> **OBJECTIVE**:
Transcribe every line of the listing below without any deviation.

#### RECORDS FOR THIS TASK

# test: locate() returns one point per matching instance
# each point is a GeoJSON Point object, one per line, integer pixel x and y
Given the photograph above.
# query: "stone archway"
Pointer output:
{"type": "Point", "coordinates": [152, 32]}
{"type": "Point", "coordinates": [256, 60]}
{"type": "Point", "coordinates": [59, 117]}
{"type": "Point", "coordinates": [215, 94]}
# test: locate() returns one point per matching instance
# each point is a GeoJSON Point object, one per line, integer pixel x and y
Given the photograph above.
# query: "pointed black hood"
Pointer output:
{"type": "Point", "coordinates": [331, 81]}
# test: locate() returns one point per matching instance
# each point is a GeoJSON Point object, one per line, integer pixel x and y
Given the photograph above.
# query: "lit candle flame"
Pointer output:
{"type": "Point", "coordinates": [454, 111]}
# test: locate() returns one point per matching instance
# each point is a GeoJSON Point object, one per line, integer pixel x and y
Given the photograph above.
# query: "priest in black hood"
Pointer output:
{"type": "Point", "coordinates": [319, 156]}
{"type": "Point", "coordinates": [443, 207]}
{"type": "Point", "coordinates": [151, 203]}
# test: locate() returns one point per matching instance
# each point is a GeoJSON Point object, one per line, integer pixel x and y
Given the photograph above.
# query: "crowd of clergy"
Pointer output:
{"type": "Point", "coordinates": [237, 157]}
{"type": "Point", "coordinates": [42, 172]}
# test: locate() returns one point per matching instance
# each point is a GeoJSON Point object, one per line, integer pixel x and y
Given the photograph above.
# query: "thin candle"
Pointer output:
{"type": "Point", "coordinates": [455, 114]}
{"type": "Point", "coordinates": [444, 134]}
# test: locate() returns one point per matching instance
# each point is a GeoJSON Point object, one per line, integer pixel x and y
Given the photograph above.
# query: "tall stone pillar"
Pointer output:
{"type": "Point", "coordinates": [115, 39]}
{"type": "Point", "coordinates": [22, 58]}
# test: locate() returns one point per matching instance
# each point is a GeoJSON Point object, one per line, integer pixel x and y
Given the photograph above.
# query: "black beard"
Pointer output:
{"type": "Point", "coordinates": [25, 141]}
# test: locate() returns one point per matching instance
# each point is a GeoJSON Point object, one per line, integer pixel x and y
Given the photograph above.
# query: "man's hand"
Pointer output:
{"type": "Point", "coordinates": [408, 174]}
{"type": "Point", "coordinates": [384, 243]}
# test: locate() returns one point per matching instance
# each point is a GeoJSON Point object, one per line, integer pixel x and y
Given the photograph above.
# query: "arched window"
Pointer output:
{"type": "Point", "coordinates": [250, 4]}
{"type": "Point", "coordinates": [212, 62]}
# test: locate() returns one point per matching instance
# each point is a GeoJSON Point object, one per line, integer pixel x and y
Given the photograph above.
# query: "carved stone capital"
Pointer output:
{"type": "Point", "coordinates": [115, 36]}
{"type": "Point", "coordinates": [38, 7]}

########

> **TASK OUTPUT**:
# test: locate() returns one point per matching instance
# each point is a GeoJSON Point object, one per line, integer pixel x and y
Given the photograph above.
# query: "stone archway"
Pointer output:
{"type": "Point", "coordinates": [152, 32]}
{"type": "Point", "coordinates": [256, 60]}
{"type": "Point", "coordinates": [59, 117]}
{"type": "Point", "coordinates": [215, 94]}
# test: locate() returns one point per matching instance
# each point is a GeoJSON Point object, one per line, integer pixel x and y
Given the photograph above.
# query: "pointed black hood"
Pointer output:
{"type": "Point", "coordinates": [331, 81]}
# test: locate() returns one point per matching instance
# each point is a GeoJSON Point object, one per line, integer pixel x and y
Given the photograph above.
# query: "lit candle flame"
Pointer output:
{"type": "Point", "coordinates": [454, 111]}
# test: locate() returns one point per matching instance
# each point is a GeoJSON Point object, one per line, integer pixel x and y
Given the photograph above.
# query: "priest in black hood"
Pointer output:
{"type": "Point", "coordinates": [319, 156]}
{"type": "Point", "coordinates": [443, 207]}
{"type": "Point", "coordinates": [151, 203]}
# test: locate() returns one point per matching instance
# each point is a GeoJSON Point object, one per line, integer pixel x and y
Given the photograph above.
# query: "crowd of clergy"
Pointer output:
{"type": "Point", "coordinates": [237, 157]}
{"type": "Point", "coordinates": [42, 172]}
# test: locate() returns one point per matching instance
# each point is a GeoJSON Point object, one per line, integer pixel x and y
Given the photograph above.
# query: "thin candle"
Pointer output:
{"type": "Point", "coordinates": [455, 114]}
{"type": "Point", "coordinates": [444, 134]}
# test: locate() returns one point per matching instance
# each point is a GeoJSON Point object, one per line, integer pixel x and y
Given the photograph above.
# query: "tall stone pillar"
Pointer output:
{"type": "Point", "coordinates": [115, 39]}
{"type": "Point", "coordinates": [22, 58]}
# test: locate() returns one point per matching instance
# each point is a GeoJSON Point object, one per line, integer pixel x and y
Given the photograph above.
# query: "black beard"
Pointer output:
{"type": "Point", "coordinates": [25, 141]}
# test: locate() returns one point per matching instance
# each point is a GeoJSON Point object, one per line, integer pixel x and y
Given the photograph above.
# query: "man's hand"
Pointer output:
{"type": "Point", "coordinates": [408, 174]}
{"type": "Point", "coordinates": [384, 243]}
# test: locate() returns one point per matching instance
# each point is a GeoJSON Point object, one per line, integer pixel x and y
Given the photograph above.
# query: "arched window"
Pointer output:
{"type": "Point", "coordinates": [250, 4]}
{"type": "Point", "coordinates": [212, 62]}
# test: locate() returns one point per matching instance
# each point is a GeoJSON Point object, one per line, integer pixel x and y
Given the photograph above.
# query: "carved stone capital"
Pointer output:
{"type": "Point", "coordinates": [115, 36]}
{"type": "Point", "coordinates": [38, 7]}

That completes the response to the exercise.